Data supplied
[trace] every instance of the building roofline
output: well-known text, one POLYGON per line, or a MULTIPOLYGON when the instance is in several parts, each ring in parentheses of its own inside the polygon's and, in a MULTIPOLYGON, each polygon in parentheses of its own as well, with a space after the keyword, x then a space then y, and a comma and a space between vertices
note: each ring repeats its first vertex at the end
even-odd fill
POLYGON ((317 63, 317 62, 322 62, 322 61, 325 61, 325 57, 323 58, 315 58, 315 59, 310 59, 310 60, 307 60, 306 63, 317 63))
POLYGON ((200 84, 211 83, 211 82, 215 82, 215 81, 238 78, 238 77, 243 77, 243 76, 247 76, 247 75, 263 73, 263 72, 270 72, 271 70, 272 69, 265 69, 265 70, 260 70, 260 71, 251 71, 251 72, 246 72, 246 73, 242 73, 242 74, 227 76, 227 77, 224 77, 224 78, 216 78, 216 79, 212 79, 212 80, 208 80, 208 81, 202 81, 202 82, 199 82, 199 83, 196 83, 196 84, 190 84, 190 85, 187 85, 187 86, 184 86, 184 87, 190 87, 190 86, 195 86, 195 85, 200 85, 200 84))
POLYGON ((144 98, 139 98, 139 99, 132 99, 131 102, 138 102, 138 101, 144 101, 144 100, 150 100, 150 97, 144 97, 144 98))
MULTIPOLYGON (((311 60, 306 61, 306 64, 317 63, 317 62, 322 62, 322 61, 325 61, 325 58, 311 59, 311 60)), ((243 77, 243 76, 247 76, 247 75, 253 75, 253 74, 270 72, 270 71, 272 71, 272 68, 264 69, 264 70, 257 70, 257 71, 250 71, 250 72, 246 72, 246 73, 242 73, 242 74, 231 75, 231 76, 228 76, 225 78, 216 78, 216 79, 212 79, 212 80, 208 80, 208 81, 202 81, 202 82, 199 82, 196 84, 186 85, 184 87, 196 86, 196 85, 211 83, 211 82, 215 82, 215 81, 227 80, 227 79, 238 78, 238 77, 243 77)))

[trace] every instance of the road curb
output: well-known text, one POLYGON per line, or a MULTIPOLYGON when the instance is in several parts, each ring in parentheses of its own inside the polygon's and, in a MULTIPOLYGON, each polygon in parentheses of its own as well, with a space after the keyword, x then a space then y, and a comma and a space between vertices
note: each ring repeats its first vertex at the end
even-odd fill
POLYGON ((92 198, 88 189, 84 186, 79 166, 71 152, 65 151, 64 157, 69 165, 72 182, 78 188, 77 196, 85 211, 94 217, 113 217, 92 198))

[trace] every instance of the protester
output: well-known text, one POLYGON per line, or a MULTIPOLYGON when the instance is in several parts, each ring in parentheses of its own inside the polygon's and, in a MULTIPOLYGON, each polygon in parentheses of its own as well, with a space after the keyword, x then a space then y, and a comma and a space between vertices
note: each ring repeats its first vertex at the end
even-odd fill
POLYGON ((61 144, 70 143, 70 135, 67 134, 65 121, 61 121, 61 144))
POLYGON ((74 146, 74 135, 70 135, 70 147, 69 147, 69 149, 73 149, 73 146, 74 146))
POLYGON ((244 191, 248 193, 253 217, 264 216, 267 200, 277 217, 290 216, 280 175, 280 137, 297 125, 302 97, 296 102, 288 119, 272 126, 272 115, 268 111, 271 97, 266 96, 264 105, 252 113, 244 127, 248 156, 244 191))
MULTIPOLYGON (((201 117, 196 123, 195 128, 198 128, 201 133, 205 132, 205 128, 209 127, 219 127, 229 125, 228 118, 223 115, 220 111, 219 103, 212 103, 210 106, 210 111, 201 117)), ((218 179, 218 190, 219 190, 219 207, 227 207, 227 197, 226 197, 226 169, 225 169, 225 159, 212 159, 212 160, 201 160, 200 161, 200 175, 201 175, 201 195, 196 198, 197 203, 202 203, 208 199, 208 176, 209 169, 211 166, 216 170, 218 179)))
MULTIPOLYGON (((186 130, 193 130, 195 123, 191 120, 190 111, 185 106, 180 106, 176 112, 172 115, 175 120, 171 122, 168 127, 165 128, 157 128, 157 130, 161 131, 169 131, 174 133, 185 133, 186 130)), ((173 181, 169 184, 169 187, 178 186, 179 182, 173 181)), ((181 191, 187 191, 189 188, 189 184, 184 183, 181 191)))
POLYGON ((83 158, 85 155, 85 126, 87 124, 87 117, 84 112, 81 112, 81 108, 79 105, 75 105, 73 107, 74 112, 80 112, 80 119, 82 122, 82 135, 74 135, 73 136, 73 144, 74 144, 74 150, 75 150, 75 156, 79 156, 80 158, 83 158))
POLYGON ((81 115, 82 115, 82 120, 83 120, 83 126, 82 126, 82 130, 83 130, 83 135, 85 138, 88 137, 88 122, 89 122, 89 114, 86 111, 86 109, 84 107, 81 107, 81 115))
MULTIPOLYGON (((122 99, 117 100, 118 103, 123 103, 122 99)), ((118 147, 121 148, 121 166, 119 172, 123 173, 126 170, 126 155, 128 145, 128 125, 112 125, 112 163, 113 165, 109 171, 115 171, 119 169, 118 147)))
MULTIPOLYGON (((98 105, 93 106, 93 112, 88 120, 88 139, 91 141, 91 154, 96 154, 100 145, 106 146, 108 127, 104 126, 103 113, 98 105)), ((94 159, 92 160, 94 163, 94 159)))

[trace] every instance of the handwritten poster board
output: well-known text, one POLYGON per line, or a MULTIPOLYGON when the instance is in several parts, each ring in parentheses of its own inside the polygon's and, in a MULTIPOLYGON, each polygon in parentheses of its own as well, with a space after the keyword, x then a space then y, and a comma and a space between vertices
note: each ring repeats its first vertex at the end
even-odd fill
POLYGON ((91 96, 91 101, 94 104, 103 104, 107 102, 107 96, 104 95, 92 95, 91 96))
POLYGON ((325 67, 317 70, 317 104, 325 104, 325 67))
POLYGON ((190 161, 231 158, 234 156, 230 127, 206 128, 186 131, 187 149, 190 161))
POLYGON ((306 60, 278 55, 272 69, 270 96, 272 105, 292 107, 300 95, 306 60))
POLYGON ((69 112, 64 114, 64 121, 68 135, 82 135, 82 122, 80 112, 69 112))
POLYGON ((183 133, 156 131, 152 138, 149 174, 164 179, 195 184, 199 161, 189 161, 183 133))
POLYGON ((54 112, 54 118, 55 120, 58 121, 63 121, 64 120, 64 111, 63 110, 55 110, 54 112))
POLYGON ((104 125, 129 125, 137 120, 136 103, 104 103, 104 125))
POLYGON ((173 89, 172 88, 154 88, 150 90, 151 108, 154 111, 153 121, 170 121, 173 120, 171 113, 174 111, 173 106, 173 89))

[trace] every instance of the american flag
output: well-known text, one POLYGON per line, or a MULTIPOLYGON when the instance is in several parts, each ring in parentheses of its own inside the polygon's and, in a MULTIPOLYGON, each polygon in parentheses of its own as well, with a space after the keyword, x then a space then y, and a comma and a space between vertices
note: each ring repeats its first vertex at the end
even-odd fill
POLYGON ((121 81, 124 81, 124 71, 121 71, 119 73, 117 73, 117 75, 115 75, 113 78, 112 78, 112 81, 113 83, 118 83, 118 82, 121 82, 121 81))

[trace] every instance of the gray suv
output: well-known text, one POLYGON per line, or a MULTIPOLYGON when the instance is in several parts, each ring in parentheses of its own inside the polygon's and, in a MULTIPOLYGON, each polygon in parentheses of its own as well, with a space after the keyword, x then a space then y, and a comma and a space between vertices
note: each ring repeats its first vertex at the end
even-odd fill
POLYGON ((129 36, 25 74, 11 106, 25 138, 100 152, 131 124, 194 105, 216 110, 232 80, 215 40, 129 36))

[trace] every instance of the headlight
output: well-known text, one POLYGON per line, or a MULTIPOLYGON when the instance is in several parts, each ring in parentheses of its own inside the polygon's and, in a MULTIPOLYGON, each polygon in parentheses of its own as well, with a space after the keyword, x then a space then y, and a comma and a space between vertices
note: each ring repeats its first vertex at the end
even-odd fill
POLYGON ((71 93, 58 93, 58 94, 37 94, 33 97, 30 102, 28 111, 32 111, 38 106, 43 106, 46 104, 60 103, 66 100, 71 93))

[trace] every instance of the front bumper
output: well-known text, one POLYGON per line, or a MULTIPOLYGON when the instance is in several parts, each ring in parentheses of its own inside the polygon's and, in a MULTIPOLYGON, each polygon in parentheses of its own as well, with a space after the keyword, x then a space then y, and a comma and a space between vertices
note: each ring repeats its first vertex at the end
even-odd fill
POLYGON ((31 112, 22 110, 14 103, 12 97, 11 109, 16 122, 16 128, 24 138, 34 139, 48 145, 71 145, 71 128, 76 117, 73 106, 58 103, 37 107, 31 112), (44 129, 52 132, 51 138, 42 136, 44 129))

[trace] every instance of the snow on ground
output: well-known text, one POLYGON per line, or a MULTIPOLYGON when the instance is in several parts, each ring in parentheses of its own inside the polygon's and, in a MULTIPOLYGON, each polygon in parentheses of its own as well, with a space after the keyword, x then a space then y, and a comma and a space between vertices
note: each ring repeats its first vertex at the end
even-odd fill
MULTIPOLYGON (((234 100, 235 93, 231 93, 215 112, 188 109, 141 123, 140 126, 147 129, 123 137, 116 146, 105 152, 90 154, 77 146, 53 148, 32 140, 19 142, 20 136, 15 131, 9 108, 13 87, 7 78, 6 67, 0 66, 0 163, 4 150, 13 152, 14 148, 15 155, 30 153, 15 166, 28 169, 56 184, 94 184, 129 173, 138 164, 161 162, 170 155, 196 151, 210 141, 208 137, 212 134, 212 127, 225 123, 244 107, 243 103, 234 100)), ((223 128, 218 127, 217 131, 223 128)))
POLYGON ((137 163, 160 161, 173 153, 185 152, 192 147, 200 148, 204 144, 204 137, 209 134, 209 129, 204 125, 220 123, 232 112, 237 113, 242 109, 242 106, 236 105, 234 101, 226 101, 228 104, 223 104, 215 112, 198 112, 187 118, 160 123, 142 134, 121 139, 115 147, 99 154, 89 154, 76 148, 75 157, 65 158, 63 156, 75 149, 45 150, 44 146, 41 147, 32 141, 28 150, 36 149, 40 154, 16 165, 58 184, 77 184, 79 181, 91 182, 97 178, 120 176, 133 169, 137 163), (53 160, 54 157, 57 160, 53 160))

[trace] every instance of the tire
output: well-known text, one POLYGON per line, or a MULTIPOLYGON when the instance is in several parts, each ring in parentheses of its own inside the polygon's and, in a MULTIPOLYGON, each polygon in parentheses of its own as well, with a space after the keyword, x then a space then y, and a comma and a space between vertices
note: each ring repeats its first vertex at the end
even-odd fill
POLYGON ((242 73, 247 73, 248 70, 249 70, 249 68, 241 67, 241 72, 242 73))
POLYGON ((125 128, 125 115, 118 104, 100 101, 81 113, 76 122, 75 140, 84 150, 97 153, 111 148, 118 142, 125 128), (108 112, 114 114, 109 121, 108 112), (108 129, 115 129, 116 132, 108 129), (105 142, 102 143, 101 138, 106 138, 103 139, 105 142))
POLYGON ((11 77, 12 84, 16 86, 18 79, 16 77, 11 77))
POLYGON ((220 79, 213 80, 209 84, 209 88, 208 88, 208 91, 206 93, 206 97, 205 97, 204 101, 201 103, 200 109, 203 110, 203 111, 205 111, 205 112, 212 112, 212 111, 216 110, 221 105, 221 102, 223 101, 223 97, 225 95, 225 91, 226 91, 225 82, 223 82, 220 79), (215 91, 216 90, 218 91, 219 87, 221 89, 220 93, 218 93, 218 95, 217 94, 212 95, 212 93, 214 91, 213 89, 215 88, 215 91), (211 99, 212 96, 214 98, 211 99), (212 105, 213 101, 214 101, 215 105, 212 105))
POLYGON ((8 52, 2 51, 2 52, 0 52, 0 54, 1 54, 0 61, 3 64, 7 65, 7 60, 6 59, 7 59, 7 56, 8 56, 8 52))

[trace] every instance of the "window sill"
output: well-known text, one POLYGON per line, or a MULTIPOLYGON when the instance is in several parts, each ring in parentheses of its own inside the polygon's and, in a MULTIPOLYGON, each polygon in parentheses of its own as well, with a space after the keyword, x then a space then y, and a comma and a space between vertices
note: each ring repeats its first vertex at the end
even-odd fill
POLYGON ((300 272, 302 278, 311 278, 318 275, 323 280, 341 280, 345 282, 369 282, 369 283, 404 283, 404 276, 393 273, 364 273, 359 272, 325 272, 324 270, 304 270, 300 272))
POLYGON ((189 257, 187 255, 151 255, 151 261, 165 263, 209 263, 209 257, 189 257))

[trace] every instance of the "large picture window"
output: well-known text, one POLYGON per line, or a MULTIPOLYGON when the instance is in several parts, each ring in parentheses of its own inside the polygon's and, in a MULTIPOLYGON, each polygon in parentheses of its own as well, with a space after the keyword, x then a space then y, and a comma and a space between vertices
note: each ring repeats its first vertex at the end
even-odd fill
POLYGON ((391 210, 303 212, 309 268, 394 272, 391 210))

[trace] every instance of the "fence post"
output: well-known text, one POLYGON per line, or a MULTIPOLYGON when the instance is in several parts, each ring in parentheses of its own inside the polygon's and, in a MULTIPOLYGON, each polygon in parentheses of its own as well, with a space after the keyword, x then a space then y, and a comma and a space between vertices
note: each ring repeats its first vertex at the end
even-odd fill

Work request
Check each line above for the word "window" and copy the ones that have it.

Expected output
[trace] every instance of the "window sill"
[trace] every instance of the "large picture window"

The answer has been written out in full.